_ПРИВЕДЁННЫЙ ТЕКСТ_.
===============
От него нередко, например, можно было услышать, что монастыри, конечно же, всегда должны быть светом миру. Но раньше мир сам был христианским и шел к монастырям за молитвой. Теперь же мир оболванен, обманут и самообманут. Теперь нужно идти к нему! Но кто же нам сейчас это позволит?! Поэтому мы, — говорил батюшка, — должны мир сами в монастыри заманивать! Одного заманим — а тот другого приведет… Но чем же монастырь может заманить, чем привлечь? Христианин христианина может привлечь только любовью! А нехристя, язычника? Любовью вдвойне! Поэтому отец Алипий считал чрезвычайно важным и свое личное миссионерство; каждый, кто к нему обращался, получал ответную неравнодушную, заинтересованную реакцию: на зло он отвечал отповедью, иногда весьма ядовитой, на добро — добром вдвойне.
===============
_ИСХОДНЫЕ ДАННЫЕ_.
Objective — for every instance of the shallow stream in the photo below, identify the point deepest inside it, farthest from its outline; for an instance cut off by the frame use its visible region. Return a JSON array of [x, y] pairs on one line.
===============
_ЗАДАЧИ ДЛЯ РЕШЕНИЯ_.
- a) Как, согласно тексту об отце Алипии, он отвечал на зло?
- b) Пожалуйста, верните слово в слово фрагмент текста об отце Алипии от «От него нередко, например, можно» до «добро — добром вдвойне.».

_ОТВЕТЫ К ЗАДАЧАМ_.
- a) Отповедью, иногда весьма ядовитой.

- b)
От него нередко, например, можно было услышать, что монастыри, конечно же, всегда должны быть светом миру. Но раньше мир сам был христианским и шел к монастырям за молитвой. Теперь же мир оболванен, обманут и самообманут. Теперь нужно идти к нему! Но кто же нам сейчас это позволит?! Поэтому мы, — говорил батюшка, — должны мир сами в монастыри заманивать! Одного заманим — а тот другого приведет… Но чем же монастырь может заманить, чем привлечь? Христианин христианина может привлечь только любовью! А нехристя, язычника? Любовью вдвойне! Поэтому отец Алипий считал чрезвычайно важным и свое личное миссионерство; каждый, кто к нему обращался, получал ответную неравнодушную, заинтересованную реакцию: на зло он отвечал отповедью, иногда весьма ядовитой, на добро — добром вдвойне.